(Data listing)
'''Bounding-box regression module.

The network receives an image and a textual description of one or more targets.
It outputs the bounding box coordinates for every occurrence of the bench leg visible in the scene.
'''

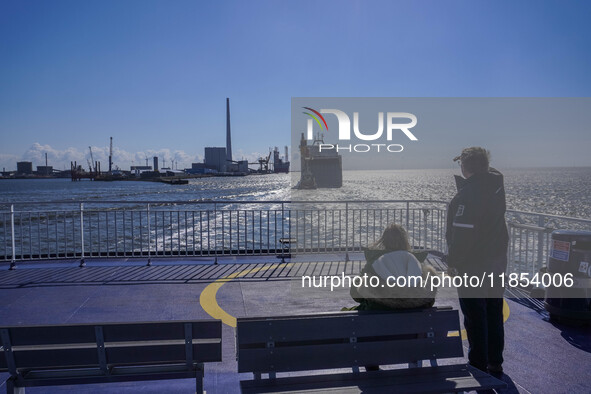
[6,377,25,394]
[195,364,205,394]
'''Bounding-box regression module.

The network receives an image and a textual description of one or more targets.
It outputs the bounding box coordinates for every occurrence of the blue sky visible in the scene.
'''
[0,0,591,169]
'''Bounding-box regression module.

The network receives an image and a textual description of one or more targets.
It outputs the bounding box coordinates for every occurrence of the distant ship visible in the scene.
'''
[273,146,289,174]
[296,133,343,189]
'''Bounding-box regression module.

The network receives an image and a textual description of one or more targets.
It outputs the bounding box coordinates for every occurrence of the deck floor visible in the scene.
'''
[0,254,591,394]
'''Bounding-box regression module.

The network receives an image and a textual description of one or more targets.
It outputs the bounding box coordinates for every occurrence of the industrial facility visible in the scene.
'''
[2,98,290,181]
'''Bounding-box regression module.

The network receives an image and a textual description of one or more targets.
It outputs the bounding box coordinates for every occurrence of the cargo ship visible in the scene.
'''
[296,133,343,189]
[273,146,289,174]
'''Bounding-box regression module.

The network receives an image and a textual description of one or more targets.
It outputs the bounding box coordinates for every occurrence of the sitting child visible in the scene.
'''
[344,224,437,310]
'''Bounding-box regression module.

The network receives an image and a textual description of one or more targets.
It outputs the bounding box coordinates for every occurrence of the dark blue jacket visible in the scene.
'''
[446,168,509,274]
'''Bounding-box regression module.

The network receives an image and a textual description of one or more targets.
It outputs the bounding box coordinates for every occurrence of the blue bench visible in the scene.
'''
[236,308,506,393]
[0,320,222,394]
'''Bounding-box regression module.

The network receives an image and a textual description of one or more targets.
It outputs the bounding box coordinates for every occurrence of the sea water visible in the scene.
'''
[0,167,591,219]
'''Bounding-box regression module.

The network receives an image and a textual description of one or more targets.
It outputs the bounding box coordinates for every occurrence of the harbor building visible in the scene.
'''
[16,161,33,175]
[37,166,53,175]
[205,147,226,172]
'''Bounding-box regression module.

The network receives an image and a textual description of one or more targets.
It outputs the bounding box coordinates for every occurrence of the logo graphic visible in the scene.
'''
[302,107,328,131]
[302,107,418,153]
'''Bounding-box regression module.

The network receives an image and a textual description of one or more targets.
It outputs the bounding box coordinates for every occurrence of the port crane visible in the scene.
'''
[88,146,97,172]
[248,152,271,174]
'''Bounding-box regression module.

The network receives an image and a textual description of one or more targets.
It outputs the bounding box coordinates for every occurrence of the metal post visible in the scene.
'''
[10,204,16,270]
[147,204,152,266]
[345,202,349,261]
[80,203,86,267]
[533,215,546,274]
[406,201,410,231]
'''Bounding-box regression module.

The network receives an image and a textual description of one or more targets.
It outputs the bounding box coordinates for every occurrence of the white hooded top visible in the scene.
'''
[371,250,423,280]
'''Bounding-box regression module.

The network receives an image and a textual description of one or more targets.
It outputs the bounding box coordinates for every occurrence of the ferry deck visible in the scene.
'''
[0,253,591,394]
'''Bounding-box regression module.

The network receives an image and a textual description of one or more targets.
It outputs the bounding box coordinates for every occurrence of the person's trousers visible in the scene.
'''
[460,296,505,371]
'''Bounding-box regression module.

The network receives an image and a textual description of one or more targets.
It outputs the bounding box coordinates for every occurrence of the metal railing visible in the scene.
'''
[506,210,591,274]
[0,200,591,273]
[0,201,445,262]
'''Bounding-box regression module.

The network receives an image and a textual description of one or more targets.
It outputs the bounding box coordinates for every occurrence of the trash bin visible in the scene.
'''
[543,230,591,321]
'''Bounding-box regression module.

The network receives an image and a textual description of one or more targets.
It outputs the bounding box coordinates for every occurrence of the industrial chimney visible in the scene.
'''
[226,98,232,163]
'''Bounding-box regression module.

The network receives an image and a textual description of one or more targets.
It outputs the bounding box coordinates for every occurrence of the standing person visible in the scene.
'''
[446,147,509,374]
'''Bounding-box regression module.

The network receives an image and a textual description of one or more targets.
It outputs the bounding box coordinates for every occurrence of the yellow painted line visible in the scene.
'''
[199,263,292,327]
[199,263,511,340]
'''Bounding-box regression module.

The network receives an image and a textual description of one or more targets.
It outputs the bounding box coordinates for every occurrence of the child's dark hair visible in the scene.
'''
[374,223,411,251]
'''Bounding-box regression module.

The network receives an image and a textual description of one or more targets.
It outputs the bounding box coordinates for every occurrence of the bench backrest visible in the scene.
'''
[236,308,463,373]
[0,320,222,374]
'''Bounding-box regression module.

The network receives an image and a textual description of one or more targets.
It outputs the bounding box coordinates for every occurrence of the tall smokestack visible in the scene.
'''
[226,98,232,162]
[109,137,113,174]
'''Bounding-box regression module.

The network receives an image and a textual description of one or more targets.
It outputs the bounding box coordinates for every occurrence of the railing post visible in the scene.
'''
[147,204,152,266]
[534,215,546,273]
[345,202,349,261]
[406,201,410,231]
[80,203,86,267]
[10,204,15,270]
[423,208,432,250]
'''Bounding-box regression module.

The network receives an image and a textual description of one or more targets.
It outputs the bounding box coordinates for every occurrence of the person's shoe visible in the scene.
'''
[487,364,503,375]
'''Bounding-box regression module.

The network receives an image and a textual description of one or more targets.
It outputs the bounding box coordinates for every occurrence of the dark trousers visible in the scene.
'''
[459,294,505,371]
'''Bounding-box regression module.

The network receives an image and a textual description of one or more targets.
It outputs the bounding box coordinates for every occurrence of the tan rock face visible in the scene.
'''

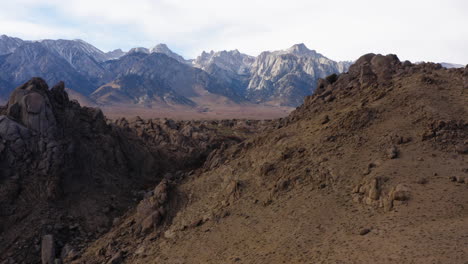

▶ THE EXERCISE
Update the lines above by replacing "textual description" with "written description" throughout, keeping everything else the same, and omit the pictures from your answer.

▶ ANSWER TO THE TASK
'''Bounding-box regression module.

The network receives an image and a written description of one or more targets.
It outputs the bounding box coordinates for every occurrence of the bench leg visible in the scene.
'''

[6,377,25,394]
[195,364,205,394]
'''Bounding-box regression module.

The network receives an image and a written description of one or more targets.
It outputs the bounding box coordinates for every occurrence of the blue sky visible in the scene.
'''
[0,0,591,169]
'''Bounding-box regression module.

The network receives an image and a written description of one or more targets.
It outputs the bounding box coordinates for every occurrence of the distant ship visible in the scene.
'''
[273,146,289,174]
[296,133,343,189]
'''Bounding-box regression module.

The network receives an image and a written description of one or more targets.
It outputs the bounding box coordinates for every occurrence of the deck floor visible in the scene.
'''
[0,254,591,394]
'''Bounding-box regression module.

The network receives an image and a written description of one or more targets.
It outputs the bounding box coordinates for every occurrence of the industrial facility visible in the scene.
'''
[2,98,290,181]
'''Bounding-box regression module.

The network receives an image and a written description of one or more targets.
It outputs the bounding box coordinates for every occurrence of the cargo ship visible in the scene.
'''
[296,133,343,189]
[273,146,289,174]
'''Bounding-box regression module.

The network receives an image and a written description of one or more targets.
It outputs the bounding box coordinates for every occurrence of the sitting child visible in the scene.
'''
[344,224,437,310]
'''Bounding-box regression module.

The network receives an image and a written description of one or more targets.
It outputs the bounding box coordinates for every occurrence of the dark blue jacket visible in the scene.
'''
[446,168,509,274]
'''Bounding-box regression module.

The network receives an image and a written description of one or more targets.
It outputs the bounding box coordinates for every occurrence of the blue bench visible in the scene.
'''
[236,308,506,393]
[0,320,222,394]
'''Bounding-box regression module.

The network receives an image and a written description of one or more targets.
It outputs the bounding box coordinates for every occurrence of the sea water visible in the scene.
'''
[0,167,591,219]
'''Bounding-box regression module.

The network receives an image and a written description of one or more targets.
It outputs the bounding box coordinates for every occurrence of the harbor building visible in the scene.
'''
[16,161,33,175]
[37,166,53,175]
[205,147,226,172]
'''Bounding-box regression module.

The network receives an image and a written description of one or more targets.
It outputs the bounding box coordinates for every occurrence of the logo graphic visible in the scene.
'''
[302,107,328,131]
[302,107,418,153]
'''Bounding-box regression module.

The network receives an image and a written description of one or more targets.
It outputs the bounding box coordinates for every occurrence of the port crane visible in the scene.
'''
[88,146,97,172]
[248,152,271,174]
'''Bounding-box regression module.

The network receives an image and a written description of one or more targets.
It outputs the bounding box coordinates for every occurrence of the metal post visible in the scene.
'''
[10,204,16,270]
[147,204,152,266]
[345,202,349,261]
[80,203,86,267]
[533,215,546,274]
[406,201,410,231]
'''Bounding-box regression module.

The network receives an image and a written description of one or more targets.
It outputs the bounding box coordinates for every occurrence of the white hooded top visible in the scene.
'''
[371,250,423,280]
'''Bounding-box regression module.

The network receives an image and a written description of one or more targets.
It outputs the bounding box coordinates for every occurrence of the ferry deck visible in the scene.
'''
[0,253,591,394]
'''Bounding-box regression module.

The network receives an image and a written description of one or more targets.
It outputs the bounding box coordinates for every occurrence of the person's trousers visible in the scene.
'''
[460,296,505,371]
'''Bounding-box regression module.

The network receives an image and a written description of one or more targets.
It outputs the bounding box coordinates for every occurrence of the metal railing visible in the scene.
'''
[506,210,591,274]
[0,200,591,273]
[0,201,445,262]
'''Bounding-box regression module.

The network receives an image and a written description of one or more targets.
It outputs the bounding box coordinates for every occurrence of the trash bin visible in the scene.
'''
[543,230,591,321]
'''Bounding-box regression module.

The network receives an image and a written description of one or more targets.
It outputs the bounding box coordinates for every occurrence of the industrial chimney visible in the scene.
'''
[226,98,232,163]
'''Bounding-box regression module.

The network receives an image and a written description of one or more targets.
It outputs the bounding box coordinates for every occurrence of the standing person visible in the scene.
'''
[446,147,509,374]
'''Bounding-box regression module.

The network receives an image and a written description of one or more targets.
It outputs the bounding box coordinates for every occurrence of the yellow painted line visible in the scene.
'''
[199,263,292,327]
[199,263,511,340]
'''Bounding-box regression module.

The network receives an image and a written description of one or more targets.
It outputs the bounding box coordinates for every occurrence of the child's dark hair visible in the scene.
'''
[374,223,411,251]
'''Bounding-box regression module.

The network receives an image and a written description of one or more targets.
It outputs the bounding box coordinates for every occurrence of the bench backrest visible in the scene.
'''
[236,308,463,373]
[0,320,222,374]
'''Bounding-box regression module.

The network receives an image and a written description of one or more targets.
It outputs the bounding box coordinates for every occurrence of the tall smokestack visible in the scene.
'''
[226,98,232,162]
[109,137,113,174]
'''Bounding-box regression module.

The network receives an image and a written description of one or more targets.
It outputs the bounding box coordinates for every occurrence of the railing post visible in the scene.
'''
[147,204,152,266]
[534,215,546,273]
[345,202,349,261]
[406,201,410,231]
[80,203,86,267]
[10,204,15,270]
[423,208,432,250]
'''Bounding-box regression module.

The network receives an image and a written description of one or more targets.
It outputs the bounding box coordinates for every occurrence of the person's shoe visible in the scene.
'''
[487,364,503,375]
'''Bounding-box regression module.

The network receives an image and a written description of one or more targets.
It outputs the bounding box coordinates for every occurrence of the dark trousers visible in the scene.
'''
[459,294,505,371]
'''Bounding-box regression module.

The network receives an image and a written description of one or more targets.
It outputs the bounding box coordinates for every occurrence of the tan rock face visible in the scene.
'''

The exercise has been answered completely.